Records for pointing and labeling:
★ ★ ★

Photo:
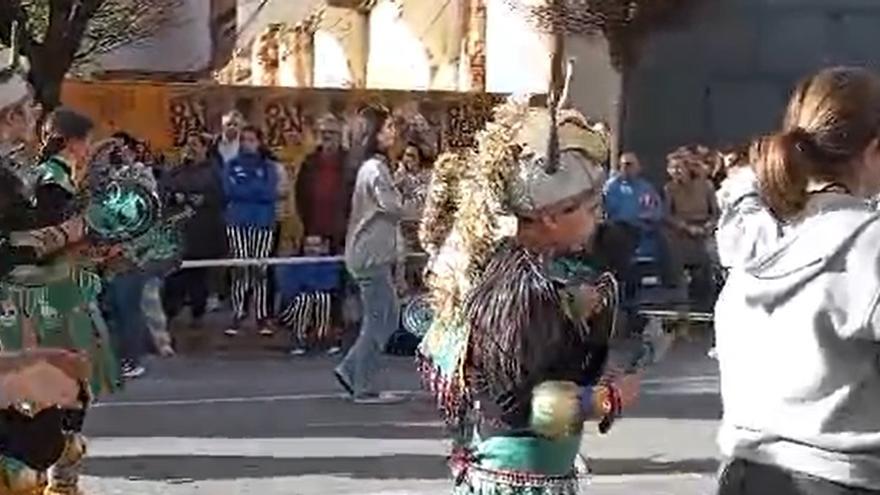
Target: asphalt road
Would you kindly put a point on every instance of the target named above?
(273, 425)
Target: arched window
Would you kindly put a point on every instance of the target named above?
(332, 69)
(517, 55)
(398, 59)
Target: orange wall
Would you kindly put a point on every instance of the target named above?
(164, 114)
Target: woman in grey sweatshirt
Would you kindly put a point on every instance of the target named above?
(798, 325)
(370, 255)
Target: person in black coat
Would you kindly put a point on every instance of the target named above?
(195, 182)
(324, 187)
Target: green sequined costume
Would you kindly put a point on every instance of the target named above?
(508, 320)
(50, 300)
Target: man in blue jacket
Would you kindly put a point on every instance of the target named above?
(633, 203)
(250, 181)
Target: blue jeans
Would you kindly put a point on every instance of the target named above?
(127, 324)
(381, 318)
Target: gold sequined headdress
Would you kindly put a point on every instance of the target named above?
(528, 160)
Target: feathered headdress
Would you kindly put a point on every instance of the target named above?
(527, 162)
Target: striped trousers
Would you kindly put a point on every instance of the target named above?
(309, 319)
(250, 243)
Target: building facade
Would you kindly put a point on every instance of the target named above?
(725, 75)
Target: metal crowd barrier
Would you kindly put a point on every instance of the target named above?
(671, 314)
(291, 260)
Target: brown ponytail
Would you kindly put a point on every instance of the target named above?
(831, 119)
(783, 173)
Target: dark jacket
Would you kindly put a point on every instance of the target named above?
(250, 183)
(306, 201)
(199, 186)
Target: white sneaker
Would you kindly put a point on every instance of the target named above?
(131, 372)
(213, 304)
(379, 399)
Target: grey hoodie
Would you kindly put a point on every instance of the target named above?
(797, 337)
(376, 211)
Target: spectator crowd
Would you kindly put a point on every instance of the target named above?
(362, 203)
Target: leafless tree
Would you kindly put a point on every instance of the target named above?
(624, 23)
(60, 35)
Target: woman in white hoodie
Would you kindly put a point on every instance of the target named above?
(798, 323)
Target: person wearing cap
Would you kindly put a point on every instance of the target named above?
(516, 351)
(323, 187)
(48, 303)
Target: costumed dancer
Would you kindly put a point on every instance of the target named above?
(519, 341)
(48, 302)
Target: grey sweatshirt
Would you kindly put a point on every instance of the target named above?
(798, 339)
(376, 211)
(746, 228)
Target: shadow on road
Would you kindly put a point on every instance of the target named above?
(420, 467)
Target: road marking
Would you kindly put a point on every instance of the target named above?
(278, 448)
(653, 386)
(240, 400)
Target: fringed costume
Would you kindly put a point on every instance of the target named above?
(48, 295)
(513, 355)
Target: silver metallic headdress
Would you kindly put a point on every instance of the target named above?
(559, 156)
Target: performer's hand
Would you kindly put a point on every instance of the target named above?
(41, 385)
(592, 300)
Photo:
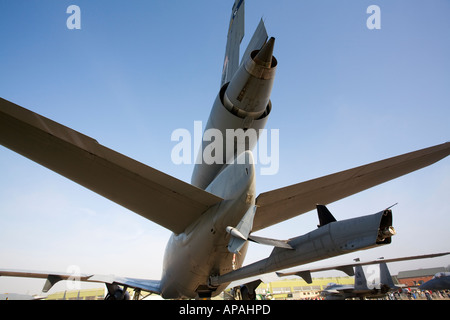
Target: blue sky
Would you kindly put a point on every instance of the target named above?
(344, 96)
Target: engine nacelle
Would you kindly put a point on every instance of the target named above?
(329, 240)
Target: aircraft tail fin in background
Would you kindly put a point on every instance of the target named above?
(360, 279)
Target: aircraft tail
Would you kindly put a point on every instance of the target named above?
(360, 279)
(385, 276)
(234, 38)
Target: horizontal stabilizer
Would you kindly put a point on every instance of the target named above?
(285, 203)
(348, 268)
(163, 199)
(270, 242)
(152, 286)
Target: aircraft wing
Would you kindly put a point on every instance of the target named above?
(281, 204)
(348, 268)
(152, 286)
(148, 192)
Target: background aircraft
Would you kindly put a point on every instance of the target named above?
(441, 281)
(72, 247)
(374, 282)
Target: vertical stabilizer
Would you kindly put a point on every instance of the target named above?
(385, 276)
(234, 38)
(360, 279)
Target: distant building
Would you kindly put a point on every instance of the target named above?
(297, 288)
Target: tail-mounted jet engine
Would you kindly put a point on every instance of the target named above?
(241, 107)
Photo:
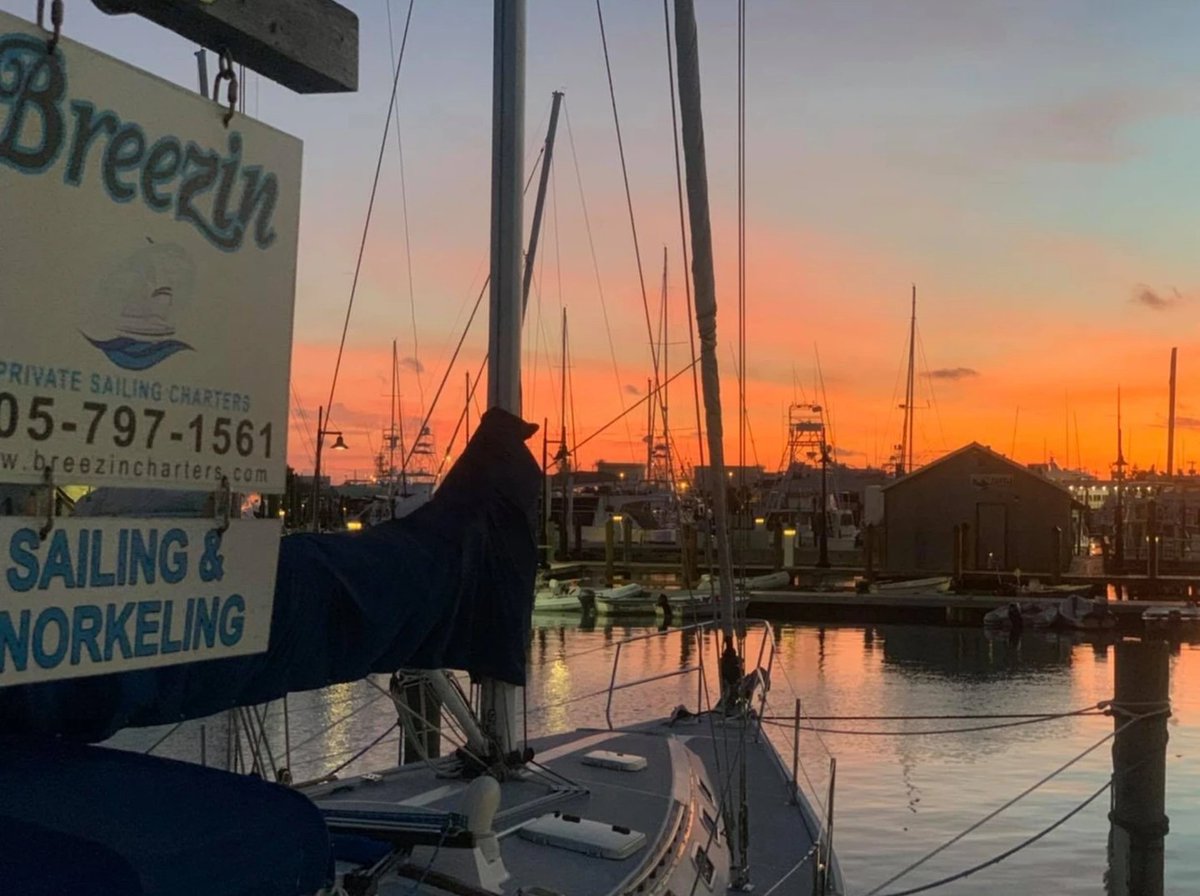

★ ★ ★

Rewrite all of the records above as a numbered list with one line per item, skipping any blank lines. Leave the pictures out of your answer.

1. Photo:
2. Target: asphalt road
3. Would you kindly put a point on every instance of the target named above?
4. (273, 425)
5. Target: arched window
6. Would you kindly put a point on every instance of the target named above?
7. (332, 69)
8. (517, 55)
9. (398, 59)
10. Target: orange wall
11. Would you kindly put a point on every instance of the target named above?
12. (164, 114)
13. Target: woman in grey sweatshirt
14. Would you kindly put a point on every instance of the target named above?
15. (798, 325)
16. (370, 255)
17. Target: person in black coat
18. Would you kindly put a point on every instance of the target named above?
19. (195, 182)
20. (324, 187)
21. Target: green sequined costume
22. Would you kindly put a point on every instance of the target named above?
23. (508, 320)
24. (50, 300)
25. Target: man in blue jacket
26. Would you kindly put a point on every instance of the target named above?
27. (633, 203)
28. (250, 181)
29. Target: blue jeans
30. Would you kindly put a point on every instance of the target named above?
31. (127, 324)
32. (381, 318)
33. Target: gold sequined headdress
34. Would you kindly put a point on every instance of the target named above?
35. (528, 160)
36. Target: feathered headdress
37. Would you kindly put a point on every instance of the target named above?
38. (527, 162)
39. Target: striped trousers
40. Would you kindly put a point on every instance of the target named above?
41. (309, 319)
42. (250, 243)
43. Target: building facade
44. Would you kindly put a point on every instance of the target named above?
45. (725, 75)
46. Target: metal crowd barrier
47. Would you kindly put a point on every instance of the target named above?
48. (671, 314)
49. (291, 260)
50. Target: brown ponytail
51. Would you kindly put a point on every instance of the target named above?
52. (831, 119)
53. (783, 173)
54. Target: dark jacket
55. Would you kindly put a point on every instance of the target named above?
56. (250, 183)
57. (306, 201)
58. (199, 186)
59. Target: white sneaker
60. Would you kindly put a point on every instance of the target named above?
61. (131, 372)
62. (213, 304)
63. (379, 399)
64. Target: grey hoodie
65. Would you kindly put a point on every instance of the target named above?
66. (797, 337)
67. (376, 211)
68. Target: spectator crowd
69. Would you kindly put a point on every instance of the target named above?
70. (362, 203)
71. Target: leafless tree
72. Would you kindly put a point on every instance of the target named above?
73. (624, 23)
74. (60, 35)
75. Target: woman in white hoodie
76. Would you kindly put a point on every instance of the target named above?
77. (798, 323)
78. Target: person wearing cap
79. Would you kindly put a point on every instance of the target named above?
80. (516, 351)
81. (323, 187)
82. (48, 303)
83. Target: costumed dancer
84. Would you kindly put a point on every instance of the target named above?
85. (519, 341)
86. (48, 302)
87. Target: grey sweatshirt
88. Would you kindly put a point on every instance of the target named above?
89. (798, 339)
90. (376, 211)
91. (746, 228)
92. Target: shadow on road
93. Would you kindly put a point on every instance of the target named above?
94. (420, 467)
95. Target: road marking
96. Would you kindly put a point on every instance of the target named above?
97. (278, 448)
98. (653, 386)
99. (240, 400)
100. Target: fringed costume
101. Would you kindly put a point on every instance of the target named above?
102. (48, 295)
103. (513, 355)
104. Target: silver metallic headdress
105. Would you kindly put a point on every instance of the target named above?
106. (559, 156)
107. Target: performer's hand
108. Would you kindly put a point on every instance of the target named above?
109. (41, 385)
110. (592, 300)
111. Photo:
112. Target: blue sky
113. Would you kindly put a point on every instance of the target named above?
114. (344, 96)
115. Target: engine nacelle
116. Would you kindly put a point on every instance of the target named above?
117. (329, 240)
118. Target: aircraft tail fin in background
119. Would you kindly put a point on every instance of the target named above?
120. (360, 279)
121. Target: aircraft tail
122. Would you kindly put a point on every instance of the target named above?
123. (360, 279)
124. (385, 276)
125. (234, 38)
126. Target: horizontal stabilizer
127. Would you kindly put a point on every instance of the target named above?
128. (285, 203)
129. (348, 268)
130. (163, 199)
131. (270, 242)
132. (152, 286)
133. Target: aircraft wing
134. Would you kindly put a point on every instance of the target named above?
135. (281, 204)
136. (348, 268)
137. (152, 286)
138. (148, 192)
139. Target: background aircraft
140. Would you kindly put a point on every instance of the target named above?
141. (441, 281)
142. (72, 247)
143. (374, 282)
144. Target: vertical stabilizer
145. Would you kindly put a point on every instance of the target named above?
146. (385, 276)
147. (234, 38)
148. (360, 279)
149. Target: distant building
150. Would you kindly put a point on every instance of the target named above?
151. (297, 288)
152. Target: tail-mounted jet engine
153. Would you kindly put a point on every instance of the target named above?
154. (241, 107)
155. Photo:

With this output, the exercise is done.